**What the exercise asks**
Examine the data line by line and report how many lines include the word "woman", with no additional output.
########################################
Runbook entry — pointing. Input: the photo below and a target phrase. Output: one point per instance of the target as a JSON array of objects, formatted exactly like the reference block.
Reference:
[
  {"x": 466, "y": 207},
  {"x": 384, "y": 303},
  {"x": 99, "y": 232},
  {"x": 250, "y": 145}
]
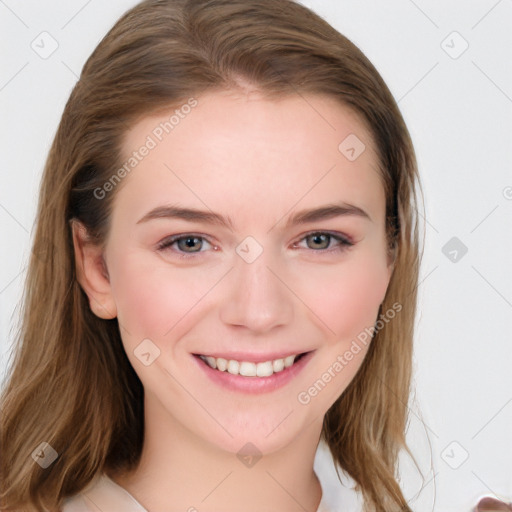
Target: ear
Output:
[{"x": 92, "y": 273}]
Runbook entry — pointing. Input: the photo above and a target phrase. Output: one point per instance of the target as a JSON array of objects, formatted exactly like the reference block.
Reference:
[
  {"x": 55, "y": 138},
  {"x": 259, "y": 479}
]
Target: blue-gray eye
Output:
[{"x": 190, "y": 244}]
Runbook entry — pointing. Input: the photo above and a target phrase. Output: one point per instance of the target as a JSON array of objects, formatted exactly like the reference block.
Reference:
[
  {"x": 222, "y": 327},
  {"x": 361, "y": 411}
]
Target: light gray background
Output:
[{"x": 458, "y": 107}]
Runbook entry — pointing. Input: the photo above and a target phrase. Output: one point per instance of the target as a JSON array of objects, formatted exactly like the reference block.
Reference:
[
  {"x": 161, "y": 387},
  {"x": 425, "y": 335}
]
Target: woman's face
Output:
[{"x": 248, "y": 230}]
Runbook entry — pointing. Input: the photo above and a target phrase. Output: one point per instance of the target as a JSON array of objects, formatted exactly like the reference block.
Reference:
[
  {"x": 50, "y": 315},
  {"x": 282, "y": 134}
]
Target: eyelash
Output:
[{"x": 344, "y": 243}]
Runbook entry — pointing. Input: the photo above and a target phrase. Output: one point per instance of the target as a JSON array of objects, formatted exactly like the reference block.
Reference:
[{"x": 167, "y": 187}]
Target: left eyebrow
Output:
[{"x": 326, "y": 212}]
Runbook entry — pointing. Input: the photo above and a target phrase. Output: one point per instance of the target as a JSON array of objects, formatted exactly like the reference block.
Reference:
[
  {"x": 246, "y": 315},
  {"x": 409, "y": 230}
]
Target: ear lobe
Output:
[{"x": 92, "y": 273}]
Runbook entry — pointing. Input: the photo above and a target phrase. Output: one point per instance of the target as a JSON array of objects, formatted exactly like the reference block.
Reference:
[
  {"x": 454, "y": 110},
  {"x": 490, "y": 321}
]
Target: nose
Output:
[{"x": 255, "y": 298}]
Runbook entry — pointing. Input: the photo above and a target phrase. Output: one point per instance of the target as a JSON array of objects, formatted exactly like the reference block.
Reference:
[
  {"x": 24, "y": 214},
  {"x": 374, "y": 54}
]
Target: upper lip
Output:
[{"x": 252, "y": 358}]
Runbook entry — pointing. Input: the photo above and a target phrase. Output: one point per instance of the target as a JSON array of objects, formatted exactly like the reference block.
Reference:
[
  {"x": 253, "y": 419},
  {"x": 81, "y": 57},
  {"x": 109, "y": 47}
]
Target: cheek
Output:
[
  {"x": 347, "y": 297},
  {"x": 153, "y": 300}
]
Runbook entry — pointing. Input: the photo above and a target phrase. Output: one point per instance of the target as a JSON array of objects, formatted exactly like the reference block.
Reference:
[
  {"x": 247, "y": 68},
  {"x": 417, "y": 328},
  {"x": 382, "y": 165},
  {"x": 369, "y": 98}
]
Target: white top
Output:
[{"x": 104, "y": 495}]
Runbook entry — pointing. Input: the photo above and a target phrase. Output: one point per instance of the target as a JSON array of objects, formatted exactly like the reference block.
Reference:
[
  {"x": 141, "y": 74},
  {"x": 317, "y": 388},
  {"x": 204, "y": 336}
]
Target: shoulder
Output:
[
  {"x": 338, "y": 493},
  {"x": 75, "y": 503},
  {"x": 102, "y": 495}
]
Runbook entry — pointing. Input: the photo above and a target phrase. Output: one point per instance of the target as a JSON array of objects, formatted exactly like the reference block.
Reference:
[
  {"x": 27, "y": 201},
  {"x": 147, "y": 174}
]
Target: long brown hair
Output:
[{"x": 70, "y": 383}]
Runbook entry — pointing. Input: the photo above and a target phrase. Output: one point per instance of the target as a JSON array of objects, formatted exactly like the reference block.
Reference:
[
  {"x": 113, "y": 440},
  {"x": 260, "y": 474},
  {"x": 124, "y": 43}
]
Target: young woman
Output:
[{"x": 228, "y": 214}]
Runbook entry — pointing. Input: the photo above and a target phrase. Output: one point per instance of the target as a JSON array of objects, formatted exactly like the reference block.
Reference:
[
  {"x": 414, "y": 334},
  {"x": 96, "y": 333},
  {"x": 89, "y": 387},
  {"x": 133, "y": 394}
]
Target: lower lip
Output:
[{"x": 254, "y": 385}]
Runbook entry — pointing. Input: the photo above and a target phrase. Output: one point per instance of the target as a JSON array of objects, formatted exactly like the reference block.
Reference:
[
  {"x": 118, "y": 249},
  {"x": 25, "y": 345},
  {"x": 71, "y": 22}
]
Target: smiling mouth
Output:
[{"x": 250, "y": 369}]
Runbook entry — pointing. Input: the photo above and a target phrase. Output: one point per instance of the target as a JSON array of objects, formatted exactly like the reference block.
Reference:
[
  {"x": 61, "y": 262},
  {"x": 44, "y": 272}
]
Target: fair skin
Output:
[{"x": 256, "y": 162}]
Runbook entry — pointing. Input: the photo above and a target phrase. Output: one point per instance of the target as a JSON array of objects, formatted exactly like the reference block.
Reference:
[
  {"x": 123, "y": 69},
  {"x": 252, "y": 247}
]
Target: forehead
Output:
[{"x": 242, "y": 150}]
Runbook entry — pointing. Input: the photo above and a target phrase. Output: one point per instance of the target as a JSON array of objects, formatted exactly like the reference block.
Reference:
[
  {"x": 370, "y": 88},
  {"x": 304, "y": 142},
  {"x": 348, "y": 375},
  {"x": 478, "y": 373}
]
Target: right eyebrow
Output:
[{"x": 190, "y": 214}]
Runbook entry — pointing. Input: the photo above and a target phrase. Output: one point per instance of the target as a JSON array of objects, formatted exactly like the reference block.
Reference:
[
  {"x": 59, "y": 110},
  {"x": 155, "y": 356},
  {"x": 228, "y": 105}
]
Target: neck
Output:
[{"x": 180, "y": 471}]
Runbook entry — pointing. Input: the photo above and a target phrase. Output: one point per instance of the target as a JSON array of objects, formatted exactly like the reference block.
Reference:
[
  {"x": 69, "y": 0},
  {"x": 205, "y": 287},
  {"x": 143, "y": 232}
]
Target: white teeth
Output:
[
  {"x": 233, "y": 367},
  {"x": 248, "y": 369},
  {"x": 288, "y": 361},
  {"x": 211, "y": 361}
]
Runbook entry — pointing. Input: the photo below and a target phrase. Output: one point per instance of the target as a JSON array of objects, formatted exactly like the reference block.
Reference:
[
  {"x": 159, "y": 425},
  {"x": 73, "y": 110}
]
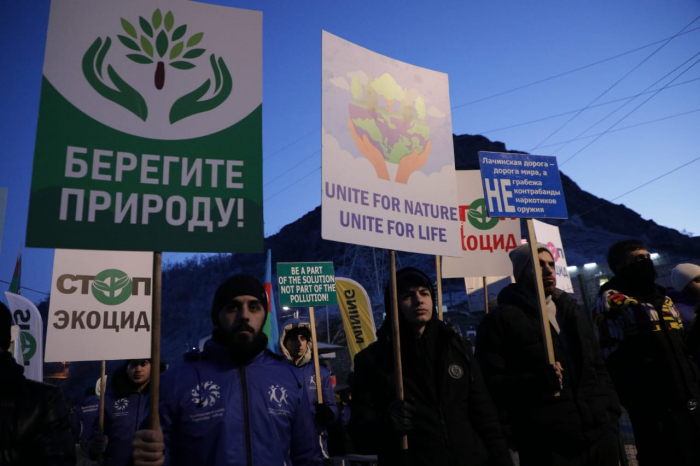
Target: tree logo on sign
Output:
[
  {"x": 28, "y": 345},
  {"x": 478, "y": 216},
  {"x": 156, "y": 42},
  {"x": 112, "y": 287}
]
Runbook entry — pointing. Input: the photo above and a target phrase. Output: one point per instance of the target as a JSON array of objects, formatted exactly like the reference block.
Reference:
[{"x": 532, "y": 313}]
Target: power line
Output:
[
  {"x": 570, "y": 71},
  {"x": 27, "y": 288},
  {"x": 638, "y": 106},
  {"x": 576, "y": 110},
  {"x": 290, "y": 144},
  {"x": 297, "y": 181},
  {"x": 292, "y": 168},
  {"x": 613, "y": 85},
  {"x": 638, "y": 187},
  {"x": 623, "y": 128}
]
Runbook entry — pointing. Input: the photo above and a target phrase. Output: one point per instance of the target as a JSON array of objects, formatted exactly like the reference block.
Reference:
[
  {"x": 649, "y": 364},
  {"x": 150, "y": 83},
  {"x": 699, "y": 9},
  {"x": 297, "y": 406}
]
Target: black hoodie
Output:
[{"x": 455, "y": 422}]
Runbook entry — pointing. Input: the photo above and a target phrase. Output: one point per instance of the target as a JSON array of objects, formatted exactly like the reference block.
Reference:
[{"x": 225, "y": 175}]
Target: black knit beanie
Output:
[{"x": 237, "y": 285}]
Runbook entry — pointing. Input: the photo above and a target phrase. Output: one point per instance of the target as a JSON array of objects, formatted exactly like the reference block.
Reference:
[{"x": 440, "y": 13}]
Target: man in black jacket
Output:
[
  {"x": 578, "y": 427},
  {"x": 448, "y": 415},
  {"x": 652, "y": 370},
  {"x": 34, "y": 417}
]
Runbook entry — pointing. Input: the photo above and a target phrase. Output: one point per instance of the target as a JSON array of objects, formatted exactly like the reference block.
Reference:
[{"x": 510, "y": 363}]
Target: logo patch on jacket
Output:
[
  {"x": 278, "y": 397},
  {"x": 121, "y": 404},
  {"x": 206, "y": 395},
  {"x": 455, "y": 371}
]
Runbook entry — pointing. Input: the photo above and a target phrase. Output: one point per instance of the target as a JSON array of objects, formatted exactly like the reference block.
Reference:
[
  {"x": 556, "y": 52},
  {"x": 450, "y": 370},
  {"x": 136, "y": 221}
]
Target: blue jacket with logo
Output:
[
  {"x": 124, "y": 415},
  {"x": 306, "y": 366},
  {"x": 214, "y": 412}
]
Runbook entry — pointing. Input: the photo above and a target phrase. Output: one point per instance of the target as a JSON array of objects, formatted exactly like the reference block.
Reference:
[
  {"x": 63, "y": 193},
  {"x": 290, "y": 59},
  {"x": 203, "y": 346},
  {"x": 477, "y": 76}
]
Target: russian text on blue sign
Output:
[{"x": 522, "y": 185}]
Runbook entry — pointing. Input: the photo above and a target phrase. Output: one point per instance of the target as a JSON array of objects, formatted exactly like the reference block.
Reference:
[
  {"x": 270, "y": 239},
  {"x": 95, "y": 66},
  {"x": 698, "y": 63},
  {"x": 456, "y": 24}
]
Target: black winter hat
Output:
[{"x": 237, "y": 285}]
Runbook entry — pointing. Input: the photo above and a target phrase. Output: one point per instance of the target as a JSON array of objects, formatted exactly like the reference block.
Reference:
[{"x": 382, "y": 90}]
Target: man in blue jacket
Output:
[
  {"x": 238, "y": 404},
  {"x": 297, "y": 347},
  {"x": 126, "y": 409}
]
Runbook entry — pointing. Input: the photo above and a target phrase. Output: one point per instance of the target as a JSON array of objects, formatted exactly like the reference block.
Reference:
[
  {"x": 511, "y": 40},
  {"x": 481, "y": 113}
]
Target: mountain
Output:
[{"x": 593, "y": 225}]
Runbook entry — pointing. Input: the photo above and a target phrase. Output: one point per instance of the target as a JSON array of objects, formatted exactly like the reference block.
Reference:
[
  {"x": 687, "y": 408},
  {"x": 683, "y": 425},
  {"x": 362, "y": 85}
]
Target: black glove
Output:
[
  {"x": 97, "y": 446},
  {"x": 324, "y": 414},
  {"x": 399, "y": 416}
]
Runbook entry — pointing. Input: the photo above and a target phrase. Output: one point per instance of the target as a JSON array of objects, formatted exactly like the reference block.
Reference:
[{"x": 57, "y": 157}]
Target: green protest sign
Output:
[
  {"x": 303, "y": 284},
  {"x": 150, "y": 129}
]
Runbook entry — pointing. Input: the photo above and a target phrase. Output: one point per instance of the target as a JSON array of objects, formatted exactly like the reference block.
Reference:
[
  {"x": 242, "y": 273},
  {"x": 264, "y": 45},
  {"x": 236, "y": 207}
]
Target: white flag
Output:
[{"x": 27, "y": 317}]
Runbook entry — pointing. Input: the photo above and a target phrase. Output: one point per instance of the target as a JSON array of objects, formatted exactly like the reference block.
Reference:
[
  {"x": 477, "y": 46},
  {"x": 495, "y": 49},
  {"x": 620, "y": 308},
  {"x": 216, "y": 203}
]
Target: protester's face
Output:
[
  {"x": 692, "y": 289},
  {"x": 416, "y": 305},
  {"x": 296, "y": 345},
  {"x": 139, "y": 371},
  {"x": 549, "y": 276},
  {"x": 242, "y": 318},
  {"x": 634, "y": 256}
]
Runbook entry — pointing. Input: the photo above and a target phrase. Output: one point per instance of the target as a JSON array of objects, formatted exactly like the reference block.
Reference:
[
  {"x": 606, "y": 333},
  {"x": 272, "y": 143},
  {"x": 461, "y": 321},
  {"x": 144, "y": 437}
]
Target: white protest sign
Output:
[
  {"x": 388, "y": 176},
  {"x": 549, "y": 235},
  {"x": 475, "y": 290},
  {"x": 31, "y": 334},
  {"x": 485, "y": 241},
  {"x": 100, "y": 306}
]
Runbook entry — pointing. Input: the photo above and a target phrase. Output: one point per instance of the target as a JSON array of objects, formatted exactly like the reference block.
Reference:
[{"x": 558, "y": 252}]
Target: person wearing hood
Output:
[
  {"x": 297, "y": 347},
  {"x": 237, "y": 403},
  {"x": 126, "y": 409},
  {"x": 447, "y": 413},
  {"x": 34, "y": 416},
  {"x": 655, "y": 377},
  {"x": 579, "y": 427}
]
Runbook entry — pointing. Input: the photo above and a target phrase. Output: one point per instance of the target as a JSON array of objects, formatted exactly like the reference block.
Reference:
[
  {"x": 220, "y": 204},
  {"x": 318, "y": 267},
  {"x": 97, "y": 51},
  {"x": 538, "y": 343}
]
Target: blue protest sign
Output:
[{"x": 522, "y": 185}]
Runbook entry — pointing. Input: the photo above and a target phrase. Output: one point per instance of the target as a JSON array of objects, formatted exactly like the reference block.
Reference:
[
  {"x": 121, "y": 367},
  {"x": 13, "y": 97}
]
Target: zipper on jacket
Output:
[{"x": 246, "y": 417}]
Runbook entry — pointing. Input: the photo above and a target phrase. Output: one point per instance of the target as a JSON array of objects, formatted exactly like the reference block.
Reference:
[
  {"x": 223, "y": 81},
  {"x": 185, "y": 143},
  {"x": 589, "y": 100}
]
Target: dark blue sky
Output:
[{"x": 487, "y": 48}]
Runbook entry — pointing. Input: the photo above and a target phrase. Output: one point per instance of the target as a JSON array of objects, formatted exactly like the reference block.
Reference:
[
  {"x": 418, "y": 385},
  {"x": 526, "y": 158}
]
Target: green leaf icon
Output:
[
  {"x": 157, "y": 18},
  {"x": 169, "y": 21},
  {"x": 28, "y": 345},
  {"x": 112, "y": 287},
  {"x": 194, "y": 53},
  {"x": 195, "y": 39},
  {"x": 145, "y": 26},
  {"x": 146, "y": 46},
  {"x": 129, "y": 28},
  {"x": 176, "y": 50},
  {"x": 162, "y": 43},
  {"x": 179, "y": 32},
  {"x": 182, "y": 65},
  {"x": 479, "y": 217},
  {"x": 129, "y": 43},
  {"x": 139, "y": 58}
]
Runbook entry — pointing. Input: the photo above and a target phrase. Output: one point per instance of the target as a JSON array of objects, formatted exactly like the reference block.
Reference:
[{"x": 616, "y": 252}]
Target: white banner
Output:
[
  {"x": 549, "y": 235},
  {"x": 100, "y": 306},
  {"x": 388, "y": 176},
  {"x": 485, "y": 241},
  {"x": 31, "y": 336}
]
########################################
**Output of the task**
2